TASK BRIEF:
From the first entry to the last, repeat the listing exactly.
*** Opening of RECORDS TO PROCESS ***
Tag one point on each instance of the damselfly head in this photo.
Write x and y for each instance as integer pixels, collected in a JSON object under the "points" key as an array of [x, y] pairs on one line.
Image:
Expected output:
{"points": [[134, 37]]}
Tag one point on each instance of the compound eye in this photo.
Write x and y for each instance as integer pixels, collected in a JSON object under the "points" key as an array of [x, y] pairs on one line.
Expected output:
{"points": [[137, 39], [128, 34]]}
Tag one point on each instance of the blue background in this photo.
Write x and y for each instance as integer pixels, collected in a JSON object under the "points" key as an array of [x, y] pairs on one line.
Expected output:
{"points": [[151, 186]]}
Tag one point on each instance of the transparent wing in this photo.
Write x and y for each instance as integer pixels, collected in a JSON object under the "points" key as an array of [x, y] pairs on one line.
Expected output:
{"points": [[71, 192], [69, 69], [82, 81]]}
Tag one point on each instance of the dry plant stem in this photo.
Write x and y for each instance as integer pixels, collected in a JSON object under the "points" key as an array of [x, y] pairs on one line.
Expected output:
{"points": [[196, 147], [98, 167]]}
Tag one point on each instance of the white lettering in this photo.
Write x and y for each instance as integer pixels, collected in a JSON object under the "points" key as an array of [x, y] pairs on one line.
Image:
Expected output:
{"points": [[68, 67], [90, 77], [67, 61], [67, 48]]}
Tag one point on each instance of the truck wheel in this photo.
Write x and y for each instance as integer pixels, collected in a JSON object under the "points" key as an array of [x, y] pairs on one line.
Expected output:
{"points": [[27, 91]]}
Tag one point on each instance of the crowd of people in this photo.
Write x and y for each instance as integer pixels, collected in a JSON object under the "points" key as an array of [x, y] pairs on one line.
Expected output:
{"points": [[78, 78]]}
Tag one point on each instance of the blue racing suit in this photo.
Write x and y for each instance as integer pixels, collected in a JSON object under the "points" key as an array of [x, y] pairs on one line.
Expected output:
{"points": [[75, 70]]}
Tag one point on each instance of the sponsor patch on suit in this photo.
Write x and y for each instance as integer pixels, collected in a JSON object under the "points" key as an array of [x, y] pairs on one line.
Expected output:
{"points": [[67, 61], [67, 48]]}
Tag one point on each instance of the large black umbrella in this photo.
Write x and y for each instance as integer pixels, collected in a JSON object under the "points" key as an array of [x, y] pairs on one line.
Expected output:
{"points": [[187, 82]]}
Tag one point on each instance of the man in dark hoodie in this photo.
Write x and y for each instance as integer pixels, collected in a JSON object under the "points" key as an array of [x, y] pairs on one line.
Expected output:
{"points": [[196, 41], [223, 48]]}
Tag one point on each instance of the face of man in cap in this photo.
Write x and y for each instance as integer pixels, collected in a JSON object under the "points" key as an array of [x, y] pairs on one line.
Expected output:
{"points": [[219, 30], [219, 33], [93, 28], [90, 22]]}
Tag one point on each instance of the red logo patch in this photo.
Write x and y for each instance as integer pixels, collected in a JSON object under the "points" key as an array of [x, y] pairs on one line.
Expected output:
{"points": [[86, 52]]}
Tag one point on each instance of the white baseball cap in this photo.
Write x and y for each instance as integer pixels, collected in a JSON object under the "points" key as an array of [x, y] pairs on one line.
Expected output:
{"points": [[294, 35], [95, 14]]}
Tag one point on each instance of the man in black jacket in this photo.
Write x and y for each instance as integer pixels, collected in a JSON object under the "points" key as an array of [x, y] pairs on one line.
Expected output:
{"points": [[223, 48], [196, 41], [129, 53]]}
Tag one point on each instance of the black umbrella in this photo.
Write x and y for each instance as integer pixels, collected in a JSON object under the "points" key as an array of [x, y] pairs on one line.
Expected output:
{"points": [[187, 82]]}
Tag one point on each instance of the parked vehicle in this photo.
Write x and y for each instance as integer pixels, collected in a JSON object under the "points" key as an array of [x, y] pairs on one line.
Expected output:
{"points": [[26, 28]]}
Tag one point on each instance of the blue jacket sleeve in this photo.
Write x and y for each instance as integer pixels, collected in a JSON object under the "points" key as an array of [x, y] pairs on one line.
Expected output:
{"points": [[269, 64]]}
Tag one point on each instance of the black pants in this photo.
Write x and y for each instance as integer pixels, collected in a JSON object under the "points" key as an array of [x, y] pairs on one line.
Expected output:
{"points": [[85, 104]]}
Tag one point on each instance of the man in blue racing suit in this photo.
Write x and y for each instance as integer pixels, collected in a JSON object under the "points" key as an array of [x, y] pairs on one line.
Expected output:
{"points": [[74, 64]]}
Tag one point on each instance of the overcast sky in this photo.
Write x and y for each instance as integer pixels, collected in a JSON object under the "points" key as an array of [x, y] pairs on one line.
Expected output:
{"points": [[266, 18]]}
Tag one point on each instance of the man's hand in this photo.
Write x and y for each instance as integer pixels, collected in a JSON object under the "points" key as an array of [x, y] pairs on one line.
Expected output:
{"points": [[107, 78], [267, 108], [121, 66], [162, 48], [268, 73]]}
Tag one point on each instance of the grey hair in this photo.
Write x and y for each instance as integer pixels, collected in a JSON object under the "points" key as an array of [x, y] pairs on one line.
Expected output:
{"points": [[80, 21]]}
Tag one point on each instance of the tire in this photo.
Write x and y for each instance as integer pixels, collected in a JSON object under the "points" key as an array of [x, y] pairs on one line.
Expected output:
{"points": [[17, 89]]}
*** Close of RECORDS TO PROCESS ***
SOLVED EXERCISE:
Tag one point on each instance of the damselfly head in this photo.
Write x and y for each instance as integer pixels, collected in a JSON object under the "points" key as an array of [x, y] pairs on one line.
Image:
Expected output:
{"points": [[134, 37]]}
Tag one point on each instance of the compound eye in this photo.
Write x and y for each instance as integer pixels, collected in a JSON object under the "points" key as an array of [x, y] pairs on one line.
Expected output:
{"points": [[137, 39], [128, 34]]}
Tag one point on each instance of the blue background in this photo.
Write x and y for each instance as integer pixels, collected in a JSON object under the "points" key as an array of [x, y] pairs on one line.
Expected output:
{"points": [[151, 186]]}
Tag one point on each instance of the transparent wing in this photo.
Write x and y for each instance as integer pixels, collected in a JSON object under the "points" key as an array of [x, y] pairs on one line.
Expected output:
{"points": [[71, 192], [69, 69], [82, 81]]}
Tag one point on each instance of the dry plant stem in this photo.
Write x and y for each instance as integer pixels, collected in a JSON object under the "points" key as an array of [x, y] pairs on one line.
Expected output:
{"points": [[196, 147], [98, 167]]}
Tag one point on each instance of the white lettering in this photo.
Write x and y for each instance as integer pixels, collected in a JSON object under the "points" key as an array of [x, y] pairs on one line.
Image:
Expected output:
{"points": [[68, 67], [90, 77], [67, 61], [67, 48]]}
Tag one point on each instance of the truck wheel in this photo.
Write x and y for each instance as integer pixels, collected in a JSON object under the "points" key as an array of [x, y] pairs on one line.
Expected output:
{"points": [[27, 91]]}
Tag one point on each instance of the crowd of people in this photo.
Write x and y for each instance as integer pixels, collected in a JSON object under the "points" key as an array of [x, y] pairs on one line.
Expected output:
{"points": [[78, 78]]}
Tag one point on each instance of the blue racing suit in this photo.
Write x and y for each instance as integer pixels, collected in a JSON object under the "points" key as an array of [x, y] pairs on one line.
Expected output:
{"points": [[75, 70]]}
Tag one point on each instance of the sponsor patch on suit in this photo.
Write x and y for each instance as integer pixels, collected in a JSON object under the "points" key as an array of [x, y] pairs on one line.
Expected output:
{"points": [[67, 61], [67, 48]]}
Tag one point on each instance of the large black umbrella in this photo.
Write x and y for each instance as integer pixels, collected in a JSON object under the "points" key as an array of [x, y] pairs on one line.
Expected output:
{"points": [[187, 82]]}
Tag one point on each instance of the man in dark hoodie in this photo.
Write x and y for each instance as integer pixels, collected in a JSON object under the "points" key as an array of [x, y] pairs on one line.
Expected output:
{"points": [[196, 41], [223, 48]]}
Tag one point on each instance of the face of man in cap in this photo.
Write x and y for each instance as integer pixels, collected in a JSON object under the "points" key as an array of [x, y] pairs on one line.
Expected output:
{"points": [[219, 30], [219, 33], [93, 28], [90, 22]]}
Tag one point on each instance of the red logo patch in this photo.
Write x and y for each instance as integer pixels, collected in a JSON object under the "points" key as an array of [x, y] pairs on one line.
Expected output:
{"points": [[86, 52]]}
Tag one point on each instance of the white baseball cap in this photo.
Write x and y for each instance as integer pixels, collected in a JSON object under the "points" key as an array of [x, y] pairs on one line.
Expected output:
{"points": [[294, 35], [95, 14]]}
Tag one point on each instance of the man in black jacket in this photo.
Write x and y for each instance as integer pixels, collected in a JSON object under the "points" key as an array of [x, y] pairs on one line.
Expected output:
{"points": [[223, 48], [196, 41], [129, 53]]}
Tag one point on each instance of the black umbrella in this photo.
Write x and y for each instance as integer pixels, collected in a JSON object under the "points" key as an array of [x, y] pairs on one line.
Expected output:
{"points": [[187, 82]]}
Tag one point on each instance of the parked vehicle in this photo.
Write x and y for each instance as integer pixels, collected in a JSON object under the "points" key as an array of [x, y] pairs on one line.
Expected output:
{"points": [[26, 28]]}
Tag one point on each instance of the blue jacket sleeve in this photo.
Write x and y for each instance as integer pixels, collected in a JSON object under the "points" key as an array of [x, y] pairs on one line.
Expected output:
{"points": [[269, 64]]}
Tag one point on each instance of the black pants in this photo.
Write x and y for each instance as integer pixels, collected in a JSON object under the "points" key as an array of [x, y] pairs on one line.
Expected output:
{"points": [[85, 104]]}
Tag one point on each instance of the man in blue racing suit in this photo.
Write x and y for each instance as integer pixels, collected in a JSON object under the "points" key as an array of [x, y] pairs on one line.
Expected output:
{"points": [[74, 64]]}
Tag one point on each instance of the overcast sky in this photo.
Write x and y for each instance as integer pixels, collected in a JSON object under the "points" key as an array of [x, y] pairs on one line.
Expected output:
{"points": [[266, 18]]}
Tag one point on each instance of the man's hand in this photo.
Write x and y for each instance as integer pixels, collected in a JSON object under the "points" key as an array of [x, y] pairs on one line.
Expected output:
{"points": [[107, 78], [267, 108], [121, 66], [162, 48], [268, 73]]}
Tag one point on each instance of the grey hair in this photo.
Write x and y for each instance as integer pixels, collected in a JSON object under the "points" key as an array of [x, y] pairs on one line.
Expected output:
{"points": [[80, 21]]}
Tag one point on each instance of the tire in this photo.
Write x and y for each instance as integer pixels, collected in a JSON object under the "points" key as an array of [x, y] pairs on one line.
Expected output:
{"points": [[17, 89]]}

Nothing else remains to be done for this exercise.